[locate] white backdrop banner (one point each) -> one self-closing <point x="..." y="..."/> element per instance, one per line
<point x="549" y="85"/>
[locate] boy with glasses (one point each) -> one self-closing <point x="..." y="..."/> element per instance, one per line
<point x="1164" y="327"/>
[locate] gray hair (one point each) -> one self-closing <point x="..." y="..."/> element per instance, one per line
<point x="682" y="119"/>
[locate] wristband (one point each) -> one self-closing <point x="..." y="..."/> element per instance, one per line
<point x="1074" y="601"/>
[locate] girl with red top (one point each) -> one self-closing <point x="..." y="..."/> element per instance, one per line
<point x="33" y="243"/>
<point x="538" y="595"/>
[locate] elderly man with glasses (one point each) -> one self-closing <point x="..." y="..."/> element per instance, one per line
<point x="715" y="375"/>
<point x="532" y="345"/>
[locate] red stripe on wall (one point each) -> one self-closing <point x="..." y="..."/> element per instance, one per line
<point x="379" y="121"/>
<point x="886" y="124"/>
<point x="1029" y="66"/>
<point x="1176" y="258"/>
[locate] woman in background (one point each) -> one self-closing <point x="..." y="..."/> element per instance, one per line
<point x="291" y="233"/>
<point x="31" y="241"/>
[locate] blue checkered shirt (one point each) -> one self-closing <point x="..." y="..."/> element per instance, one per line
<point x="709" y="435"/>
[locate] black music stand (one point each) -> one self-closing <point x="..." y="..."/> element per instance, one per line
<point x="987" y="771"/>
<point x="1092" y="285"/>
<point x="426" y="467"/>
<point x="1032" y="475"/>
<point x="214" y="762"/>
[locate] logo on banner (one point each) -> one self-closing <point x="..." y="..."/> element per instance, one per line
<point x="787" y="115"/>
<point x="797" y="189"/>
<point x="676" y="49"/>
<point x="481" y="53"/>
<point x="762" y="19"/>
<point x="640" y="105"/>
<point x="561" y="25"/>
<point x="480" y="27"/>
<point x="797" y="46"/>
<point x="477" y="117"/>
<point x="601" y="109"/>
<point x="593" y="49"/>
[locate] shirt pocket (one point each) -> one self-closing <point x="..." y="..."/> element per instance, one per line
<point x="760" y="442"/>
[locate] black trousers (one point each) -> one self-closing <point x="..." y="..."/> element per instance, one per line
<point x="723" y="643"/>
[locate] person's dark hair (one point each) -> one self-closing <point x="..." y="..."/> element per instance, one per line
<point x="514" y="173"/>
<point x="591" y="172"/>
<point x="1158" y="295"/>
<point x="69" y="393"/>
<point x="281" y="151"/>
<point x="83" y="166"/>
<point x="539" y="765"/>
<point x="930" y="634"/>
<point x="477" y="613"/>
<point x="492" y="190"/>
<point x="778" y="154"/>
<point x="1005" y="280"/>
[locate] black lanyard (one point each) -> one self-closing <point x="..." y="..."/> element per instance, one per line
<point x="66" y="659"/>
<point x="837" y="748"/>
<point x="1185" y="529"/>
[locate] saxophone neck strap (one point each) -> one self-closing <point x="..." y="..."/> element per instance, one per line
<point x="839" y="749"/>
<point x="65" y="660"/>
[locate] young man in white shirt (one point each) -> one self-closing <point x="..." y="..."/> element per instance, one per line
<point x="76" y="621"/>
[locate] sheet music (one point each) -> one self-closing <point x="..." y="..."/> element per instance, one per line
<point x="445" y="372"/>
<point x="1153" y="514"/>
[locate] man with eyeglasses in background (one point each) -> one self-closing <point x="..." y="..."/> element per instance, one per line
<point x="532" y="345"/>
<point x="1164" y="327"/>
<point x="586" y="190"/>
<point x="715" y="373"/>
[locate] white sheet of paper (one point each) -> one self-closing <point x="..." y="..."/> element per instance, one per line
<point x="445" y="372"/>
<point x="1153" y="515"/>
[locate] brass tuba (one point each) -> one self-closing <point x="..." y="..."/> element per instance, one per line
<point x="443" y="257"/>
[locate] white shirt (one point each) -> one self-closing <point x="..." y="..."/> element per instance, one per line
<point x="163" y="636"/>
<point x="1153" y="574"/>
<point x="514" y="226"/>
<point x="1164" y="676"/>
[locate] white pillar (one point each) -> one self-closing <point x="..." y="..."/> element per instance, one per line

————

▸ Task prompt
Reproduce all the lines above verbatim.

▸ Completed exercise
[locate] white backdrop banner (one point each) -> one self-closing <point x="..." y="..."/> element per instance, one per line
<point x="549" y="85"/>
[locate] boy with glasses (one point each) -> one self-closing <point x="..." y="..."/> element per instance, one per line
<point x="1164" y="327"/>
[locate] gray hair (one point each) -> one self-closing <point x="..." y="..."/> element per instance, one per line
<point x="682" y="119"/>
[locate] wristband (one point each) -> one self-closing <point x="..." y="..."/> element per instance, one per line
<point x="1074" y="601"/>
[locate] girl with red top (one point each) -> one self-closing <point x="..." y="..."/> element per instance, one per line
<point x="33" y="243"/>
<point x="538" y="595"/>
[locate] elderly man with glasses (one point each) -> one self-closing <point x="..." y="..."/> element per instance, one per line
<point x="715" y="375"/>
<point x="532" y="345"/>
[locate] red stripe on wall (one point each) -> one self-closing <point x="..." y="..."/> element per instance, one per line
<point x="379" y="121"/>
<point x="886" y="124"/>
<point x="1029" y="66"/>
<point x="1176" y="258"/>
[locate] woman in background (one point each) -> one self-closing <point x="..." y="..."/> element per instance, one per line
<point x="291" y="233"/>
<point x="31" y="241"/>
[locate] blue checkered shirt (one point each) -> one self-closing <point x="..." y="..."/> element per instance, one per line
<point x="709" y="435"/>
[locate] black music stand (one point each) -> one self-closing <point x="..." y="..."/> element per instance, one per line
<point x="987" y="771"/>
<point x="1092" y="285"/>
<point x="426" y="467"/>
<point x="1032" y="475"/>
<point x="214" y="762"/>
[locate] logo on banner (one point each) -> one self-closing <point x="..." y="..."/> element per instance, one per line
<point x="787" y="115"/>
<point x="797" y="189"/>
<point x="676" y="49"/>
<point x="481" y="53"/>
<point x="762" y="19"/>
<point x="640" y="105"/>
<point x="561" y="25"/>
<point x="480" y="27"/>
<point x="797" y="46"/>
<point x="477" y="117"/>
<point x="601" y="109"/>
<point x="593" y="49"/>
[locate] shirt pocket (one point each) -> one self-closing <point x="..." y="..."/> element per instance, one per line
<point x="760" y="442"/>
[locate] black trousers (one point each) -> one self-closing <point x="..." y="..."/> element per instance, one per line
<point x="723" y="643"/>
[locate] person's dark hair (one point each) -> one self-closing <point x="..." y="..."/> element per instance, one per line
<point x="514" y="173"/>
<point x="591" y="172"/>
<point x="1158" y="295"/>
<point x="69" y="393"/>
<point x="281" y="151"/>
<point x="83" y="166"/>
<point x="539" y="765"/>
<point x="930" y="634"/>
<point x="477" y="613"/>
<point x="492" y="190"/>
<point x="778" y="154"/>
<point x="1005" y="280"/>
[locate] black lanyard (one point each) -> one self-closing <point x="..." y="..."/> element per instance, one per line
<point x="66" y="659"/>
<point x="837" y="748"/>
<point x="1185" y="529"/>
[locate] saxophone neck strap (one point each) -> one self-closing <point x="..." y="..."/> element per instance, one per line
<point x="839" y="749"/>
<point x="65" y="660"/>
[locate] young man in white shirt (one point each) -> one self-closing <point x="..." y="..."/> element per instance, one per line
<point x="76" y="621"/>
[locate] sheet music (one point each) -> one self-closing <point x="..." y="..."/> element per instance, one per line
<point x="445" y="372"/>
<point x="1153" y="514"/>
[locate] man with eyeglasses in background (one point each) -> one self-closing <point x="..." y="..."/> element per instance, one per line
<point x="532" y="345"/>
<point x="1164" y="327"/>
<point x="586" y="190"/>
<point x="715" y="373"/>
[locate] white sheet of paper (one point each) -> one self-closing <point x="..." y="..."/> element per instance, one per line
<point x="445" y="372"/>
<point x="1153" y="515"/>
[locate] brass tuba (one point each) -> one self-closing <point x="..." y="..."/> element per instance, one per line
<point x="443" y="257"/>
[locate] white shirt (one point each) -> one self-closing <point x="..." y="..."/> element per instance, one per line
<point x="163" y="636"/>
<point x="1153" y="574"/>
<point x="514" y="226"/>
<point x="1164" y="676"/>
[locate] white pillar (one point each) -> one self-closing <point x="..." y="..."/> element per instance, one per line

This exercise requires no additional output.